## Quoted text:
========
To begin with, the send is completely unneeded. The acts_as_something method will be run on the Class itself, giving the method access to include, a private method.

This code intended to be used as follows:

class ActiveRecord::Base
  include Yaffle
end
 
class Article < ActiveRecord::Base
  acts_as_yaffle
end

What the code does is:

  1. Register a hook so that when the module is included, the ClassMethods are extended onto the class
  2. In that module, define a method that includes the InstanceMethods
  3. So that you can say acts_as_something in your code

The crazy thing about all of this is that it’s completely reinventing the module system that Ruby already has. This would be exactly identical:

module Yaffle
  # any method placed here will apply to classes, like Hickwall
  def acts_as_something
    send :include, InstanceMethods
  end
 
  module InstanceMethods
    # any method placed here will apply to instances, like @hickwall
  end
end

To be used via:

class ActiveRecord::Base
  extend Yaffle
end
 
class Article < ActiveRecord::Base
  acts_as_yaffle
end

In a nutshell, there’s no point in overriding include to behave like extend when Ruby provides both!

To take this a bit further, you could do:

module Yaffle
  # any method placed here will apply to instances, like @hickwall, 
  # because that's how modules work!
end

To be used via:

class Article < ActiveRecord::Base
  include Yaffle
end

In effect, the initial code (override included hook to extend a method on, which then includes a module) is two layers of abstraction around a simple Ruby include!
========
## Stored records:
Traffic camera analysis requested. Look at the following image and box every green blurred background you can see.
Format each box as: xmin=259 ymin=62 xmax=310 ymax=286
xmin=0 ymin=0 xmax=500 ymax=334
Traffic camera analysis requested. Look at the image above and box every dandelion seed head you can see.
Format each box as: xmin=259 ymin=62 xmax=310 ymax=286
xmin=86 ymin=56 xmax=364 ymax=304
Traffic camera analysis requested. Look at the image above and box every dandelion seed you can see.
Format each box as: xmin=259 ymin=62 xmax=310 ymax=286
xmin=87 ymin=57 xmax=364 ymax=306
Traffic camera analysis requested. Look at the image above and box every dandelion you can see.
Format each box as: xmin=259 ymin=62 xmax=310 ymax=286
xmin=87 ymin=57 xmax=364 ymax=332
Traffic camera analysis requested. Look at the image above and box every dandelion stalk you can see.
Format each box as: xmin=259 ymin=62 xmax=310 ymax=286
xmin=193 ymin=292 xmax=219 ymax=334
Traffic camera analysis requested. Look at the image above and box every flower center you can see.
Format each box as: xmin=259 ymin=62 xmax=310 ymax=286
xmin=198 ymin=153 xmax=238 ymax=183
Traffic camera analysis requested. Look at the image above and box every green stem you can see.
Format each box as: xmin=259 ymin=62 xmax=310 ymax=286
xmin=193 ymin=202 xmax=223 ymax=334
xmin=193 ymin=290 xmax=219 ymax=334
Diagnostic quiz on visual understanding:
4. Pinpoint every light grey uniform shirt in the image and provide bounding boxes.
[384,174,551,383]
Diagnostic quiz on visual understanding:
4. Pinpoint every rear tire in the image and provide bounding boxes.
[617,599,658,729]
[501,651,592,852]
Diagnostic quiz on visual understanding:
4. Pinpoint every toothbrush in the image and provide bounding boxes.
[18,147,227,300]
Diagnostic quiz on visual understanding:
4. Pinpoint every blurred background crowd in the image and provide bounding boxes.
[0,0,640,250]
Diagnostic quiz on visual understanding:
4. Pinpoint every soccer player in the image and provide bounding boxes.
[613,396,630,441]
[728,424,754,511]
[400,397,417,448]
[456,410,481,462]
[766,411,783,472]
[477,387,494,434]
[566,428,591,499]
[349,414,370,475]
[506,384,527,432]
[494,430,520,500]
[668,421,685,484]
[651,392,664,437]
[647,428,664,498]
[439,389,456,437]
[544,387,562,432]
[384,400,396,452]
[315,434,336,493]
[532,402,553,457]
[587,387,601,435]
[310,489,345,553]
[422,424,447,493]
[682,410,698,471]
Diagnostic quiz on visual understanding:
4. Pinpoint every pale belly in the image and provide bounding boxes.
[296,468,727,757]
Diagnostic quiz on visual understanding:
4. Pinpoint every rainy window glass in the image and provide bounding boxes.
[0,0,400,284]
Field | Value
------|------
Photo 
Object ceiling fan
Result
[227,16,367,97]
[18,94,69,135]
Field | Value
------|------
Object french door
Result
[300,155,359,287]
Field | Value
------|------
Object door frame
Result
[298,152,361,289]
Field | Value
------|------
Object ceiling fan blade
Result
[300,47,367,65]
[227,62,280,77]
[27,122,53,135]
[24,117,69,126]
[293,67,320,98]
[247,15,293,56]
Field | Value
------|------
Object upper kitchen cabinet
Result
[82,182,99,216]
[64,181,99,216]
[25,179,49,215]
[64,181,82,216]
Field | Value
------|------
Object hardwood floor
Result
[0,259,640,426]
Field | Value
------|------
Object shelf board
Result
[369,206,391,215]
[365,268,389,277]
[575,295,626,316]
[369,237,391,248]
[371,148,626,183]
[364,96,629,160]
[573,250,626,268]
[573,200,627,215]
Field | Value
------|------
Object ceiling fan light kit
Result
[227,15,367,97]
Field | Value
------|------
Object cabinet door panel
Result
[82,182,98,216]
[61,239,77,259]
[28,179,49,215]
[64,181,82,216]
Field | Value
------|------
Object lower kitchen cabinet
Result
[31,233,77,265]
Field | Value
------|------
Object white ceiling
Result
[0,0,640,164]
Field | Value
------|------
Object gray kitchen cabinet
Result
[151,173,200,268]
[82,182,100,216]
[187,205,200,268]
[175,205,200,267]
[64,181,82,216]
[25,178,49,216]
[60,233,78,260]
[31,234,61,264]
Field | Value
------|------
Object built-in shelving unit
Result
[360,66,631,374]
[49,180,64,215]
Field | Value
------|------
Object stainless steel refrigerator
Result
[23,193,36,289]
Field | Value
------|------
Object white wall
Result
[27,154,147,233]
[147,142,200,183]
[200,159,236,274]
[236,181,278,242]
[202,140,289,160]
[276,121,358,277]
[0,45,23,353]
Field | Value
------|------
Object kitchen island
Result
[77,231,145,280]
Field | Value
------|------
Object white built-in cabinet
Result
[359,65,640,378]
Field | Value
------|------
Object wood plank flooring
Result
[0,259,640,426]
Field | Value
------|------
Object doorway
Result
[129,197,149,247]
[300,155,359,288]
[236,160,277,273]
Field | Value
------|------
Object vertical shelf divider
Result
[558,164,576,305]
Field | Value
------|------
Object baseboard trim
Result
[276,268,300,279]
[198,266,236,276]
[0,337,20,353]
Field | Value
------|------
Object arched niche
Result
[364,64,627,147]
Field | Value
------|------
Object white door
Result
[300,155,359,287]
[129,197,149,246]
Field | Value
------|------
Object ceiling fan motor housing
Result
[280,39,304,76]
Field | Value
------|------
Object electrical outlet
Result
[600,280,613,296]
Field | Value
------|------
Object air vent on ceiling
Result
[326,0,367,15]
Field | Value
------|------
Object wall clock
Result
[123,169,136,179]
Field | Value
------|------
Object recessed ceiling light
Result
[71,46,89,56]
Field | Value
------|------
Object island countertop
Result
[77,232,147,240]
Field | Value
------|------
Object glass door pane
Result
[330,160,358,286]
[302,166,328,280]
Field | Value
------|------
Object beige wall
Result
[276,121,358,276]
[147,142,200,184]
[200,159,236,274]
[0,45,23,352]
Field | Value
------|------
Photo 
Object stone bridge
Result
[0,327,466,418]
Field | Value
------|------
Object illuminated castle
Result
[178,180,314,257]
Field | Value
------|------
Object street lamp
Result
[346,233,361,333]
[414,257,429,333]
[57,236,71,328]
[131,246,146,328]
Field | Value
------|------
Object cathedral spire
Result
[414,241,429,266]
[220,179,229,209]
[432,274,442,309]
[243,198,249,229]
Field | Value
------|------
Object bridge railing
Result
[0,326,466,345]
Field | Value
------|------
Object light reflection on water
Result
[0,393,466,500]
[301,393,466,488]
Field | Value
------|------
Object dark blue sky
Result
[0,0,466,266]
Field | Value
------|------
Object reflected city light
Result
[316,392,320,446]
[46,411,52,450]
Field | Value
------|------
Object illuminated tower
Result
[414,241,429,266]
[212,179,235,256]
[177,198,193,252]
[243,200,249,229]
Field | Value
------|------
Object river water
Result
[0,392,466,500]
========
## Prompt A:
Reproduce the passage on Ruby modules word for word, starting at "To take this" and ending at "how modules work!".
## Prompt B:
In the passage on Ruby modules, what is the initial code said to amount to around a simple Ruby include?

## Exercise answer A:
To take this a bit further, you could do:

module Yaffle
  # any method placed here will apply to instances, like @hickwall, 
  # because that's how modules work!

## Exercise answer B:
Two layers of abstraction.